*Page excerpt*:
Las Vegas Sun

March 29, 2024

OTHER VOICES:

Save the candidates

Everywhere I go, concerned citizens ask about the November elections and what they can do to make sure that whatever it is that they’re terrified is going to happen, doesn’t. Therefore, as a public service, I am prepared to answer questions:

I am terrified that President Barack Obama is going to lose! What can I do to make sure this doesn’t happen?

If you’re living in a swing state, all you have to do is wave your hand and somebody will leap out of the bushes, beg you to put up a sign on your lawn, and ask you to become a volunteer. If you pick the sign option, be prepared for the possibility that somebody will steal it. We’re having that kind of election year. If you choose to volunteer, your assignment will probably be less exciting than you had hoped, but I have definitely heard reports about people who met their future spouse while licking envelopes in the back room of a near-empty storefront in a half-abandoned shopping mall.

I am terrified that President Barack Obama is going to win! What can I do to make sure this doesn’t happen?

Oh, for heavens sake! Just look at the first answer. I’m not going to say everything twice to prove my evenhanded impartiality. This is the opinion section.

How do I know if I’m in a swing state?

*Source material*:
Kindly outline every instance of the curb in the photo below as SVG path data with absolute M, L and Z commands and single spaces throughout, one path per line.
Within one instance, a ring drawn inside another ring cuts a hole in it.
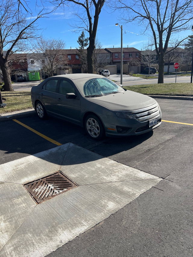
M 193 100 L 193 96 L 156 96 L 148 95 L 152 98 L 163 98 L 166 99 L 176 99 L 178 100 Z
M 19 111 L 19 112 L 14 111 L 9 113 L 9 114 L 8 114 L 9 113 L 7 113 L 0 114 L 0 121 L 3 121 L 22 117 L 32 116 L 36 113 L 36 111 L 33 108 L 32 108 L 32 109 L 29 111 L 25 110 Z
M 175 99 L 179 100 L 193 100 L 193 96 L 156 96 L 151 95 L 146 95 L 152 97 L 152 98 L 162 98 L 166 99 Z M 0 121 L 13 119 L 17 119 L 22 117 L 29 117 L 34 115 L 36 111 L 33 108 L 32 108 L 29 110 L 23 110 L 18 111 L 13 111 L 12 112 L 7 113 L 0 114 Z

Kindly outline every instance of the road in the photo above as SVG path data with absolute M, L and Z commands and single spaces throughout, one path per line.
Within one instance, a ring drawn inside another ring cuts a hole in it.
M 128 81 L 123 81 L 123 85 L 124 86 L 133 86 L 136 85 L 148 84 L 157 84 L 158 79 L 150 79 L 149 80 L 141 79 L 140 80 L 135 80 Z M 169 75 L 164 76 L 163 79 L 164 83 L 175 83 L 176 77 L 173 76 L 170 77 Z M 190 82 L 190 76 L 180 77 L 176 77 L 176 83 L 189 83 Z
M 109 78 L 111 79 L 115 80 L 118 83 L 120 83 L 120 76 L 115 75 L 110 75 Z M 123 84 L 124 86 L 133 86 L 135 85 L 141 85 L 149 84 L 157 84 L 158 79 L 151 79 L 149 80 L 142 79 L 141 78 L 136 78 L 131 77 L 127 75 L 123 75 L 124 79 Z M 175 83 L 176 77 L 173 75 L 166 75 L 164 76 L 164 83 Z M 24 83 L 15 83 L 12 84 L 13 89 L 15 91 L 28 91 L 31 90 L 33 86 L 38 85 L 40 81 L 28 81 Z M 180 77 L 178 76 L 176 78 L 177 83 L 189 83 L 190 82 L 190 76 Z
M 164 121 L 153 132 L 137 137 L 97 142 L 90 139 L 83 129 L 62 121 L 43 121 L 36 116 L 18 119 L 61 144 L 72 142 L 164 179 L 48 256 L 192 256 L 193 102 L 157 100 Z M 56 146 L 13 120 L 1 125 L 0 163 Z

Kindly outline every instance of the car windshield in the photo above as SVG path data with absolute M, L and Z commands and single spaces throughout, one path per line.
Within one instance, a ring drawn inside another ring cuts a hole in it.
M 106 78 L 95 78 L 87 80 L 84 85 L 83 90 L 78 87 L 85 96 L 90 97 L 124 91 L 121 86 Z

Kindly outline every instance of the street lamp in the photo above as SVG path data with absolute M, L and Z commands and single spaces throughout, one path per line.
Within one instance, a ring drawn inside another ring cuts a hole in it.
M 116 26 L 119 25 L 121 30 L 121 84 L 123 84 L 123 27 L 119 23 L 116 23 Z
M 192 26 L 192 31 L 193 31 L 193 26 Z M 191 77 L 190 83 L 192 83 L 192 76 L 193 76 L 193 47 L 192 48 L 192 67 L 191 70 Z

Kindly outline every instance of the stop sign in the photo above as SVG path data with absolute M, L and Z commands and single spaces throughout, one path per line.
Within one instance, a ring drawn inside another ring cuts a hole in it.
M 174 69 L 178 69 L 179 68 L 179 64 L 178 62 L 176 62 L 174 64 Z

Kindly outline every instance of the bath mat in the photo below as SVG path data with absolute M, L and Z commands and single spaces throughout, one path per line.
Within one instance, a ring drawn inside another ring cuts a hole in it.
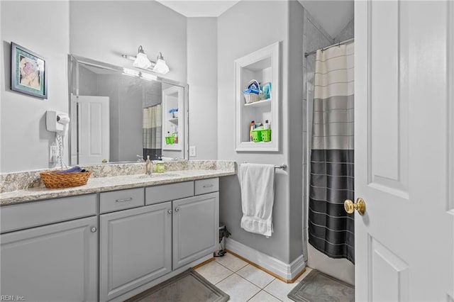
M 287 296 L 297 302 L 353 302 L 355 287 L 314 269 Z
M 230 296 L 192 269 L 170 278 L 126 302 L 225 302 Z

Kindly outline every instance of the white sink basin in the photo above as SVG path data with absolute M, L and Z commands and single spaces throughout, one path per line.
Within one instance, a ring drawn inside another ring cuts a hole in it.
M 177 173 L 153 173 L 151 175 L 148 174 L 134 174 L 134 175 L 128 175 L 128 178 L 131 178 L 133 179 L 154 179 L 156 177 L 177 177 L 179 174 Z

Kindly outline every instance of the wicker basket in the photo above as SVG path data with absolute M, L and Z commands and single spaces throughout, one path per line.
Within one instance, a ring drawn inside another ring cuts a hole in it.
M 92 174 L 90 171 L 75 173 L 55 173 L 57 170 L 40 172 L 41 179 L 46 188 L 62 189 L 87 184 Z
M 244 100 L 246 104 L 254 103 L 260 100 L 260 96 L 255 94 L 245 94 Z

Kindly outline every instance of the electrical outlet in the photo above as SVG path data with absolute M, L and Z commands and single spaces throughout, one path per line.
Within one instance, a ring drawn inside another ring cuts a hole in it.
M 58 147 L 55 145 L 49 146 L 49 162 L 56 162 L 57 155 Z
M 189 146 L 189 156 L 196 157 L 196 146 Z

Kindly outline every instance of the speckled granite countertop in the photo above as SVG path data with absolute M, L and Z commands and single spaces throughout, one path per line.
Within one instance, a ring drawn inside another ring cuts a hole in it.
M 236 174 L 234 162 L 229 164 L 223 162 L 221 167 L 216 167 L 218 164 L 211 165 L 208 169 L 204 164 L 194 165 L 189 167 L 188 169 L 170 170 L 162 174 L 153 173 L 151 176 L 135 174 L 92 177 L 86 185 L 74 188 L 47 189 L 42 186 L 29 187 L 0 194 L 0 206 Z

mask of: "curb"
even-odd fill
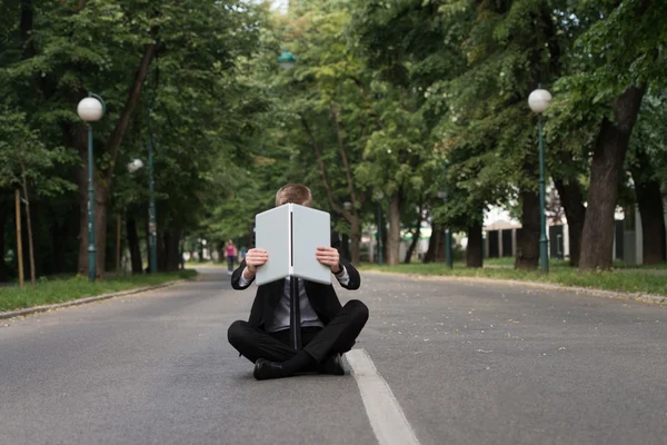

*Questions*:
[1] Set down everything in the election advice column from "I am terrified that President Barack Obama is going to lose!" down to "win! What can I do to make sure this doesn’t happen?".
[2] Resume the election advice column where the text stops.

*Expected outputs*:
[1]
I am terrified that President Barack Obama is going to lose! What can I do to make sure this doesn’t happen?

If you’re living in a swing state, all you have to do is wave your hand and somebody will leap out of the bushes, beg you to put up a sign on your lawn, and ask you to become a volunteer. If you pick the sign option, be prepared for the possibility that somebody will steal it. We’re having that kind of election year. If you choose to volunteer, your assignment will probably be less exciting than you had hoped, but I have definitely heard reports about people who met their future spouse while licking envelopes in the back room of a near-empty storefront in a half-abandoned shopping mall.

I am terrified that President Barack Obama is going to win! What can I do to make sure this doesn’t happen?

[2]
The Times politics page on the Web has a map. But if you live in a populous state and never see a presidential candidate who isn’t fundraising, that’s a clue. May I say, by the way, that I am pretty ticked off about Iowa and New Hampshire making the cut? We have to spend every primary season wringing our hands over Iowa and New Hampshire. You’d think that they’d let somebody else have a turn in the fall.

What if I’m not from a swing state?

You can volunteer to staff a phone bank calling people in Iowa and New Hampshire. Or you could donate money to your candidate. Think about Congress, by the way. Rep. Steve Israel, the chairman of the Democratic Congressional Campaign Committee, claims that he had a lot of incumbents in 2010 who were totally confident that they’d be elected a week before the voting, then got wiped out by a sudden last-second infusion of money from Republican “super PACs.” Even if that’s apocryphal, you can see how the Democrats would be terrified, what with all the Republican billionaires floating around this year.

How come the Democrats are so short on billionaires? Whenever you hear about some guy tossing $20 million into a “super PAC,” it always seems to be a Republican.

I asked a top Obama operative that very question the other day. He sighed and said: “Our billionaires are principled. They all want to spend their money curing malaria.”

Do you think that’s it?

To be fair, Republican rich people are also interested in curing terrible ailments. (Donald Trump once told me that he had been looking for a cause along that line but decided that all the best diseases were taken.) And the answer to the Democratic billionaire shortage is probably closer to what Alec MacGillis of The New Republic diagnosed as an “existential” problem, a rich-person contempt for the whole sordid mess that campaign fundraising has become. It would so be the Democrats’ luck to get stuck with billionaires cursed with existential angst.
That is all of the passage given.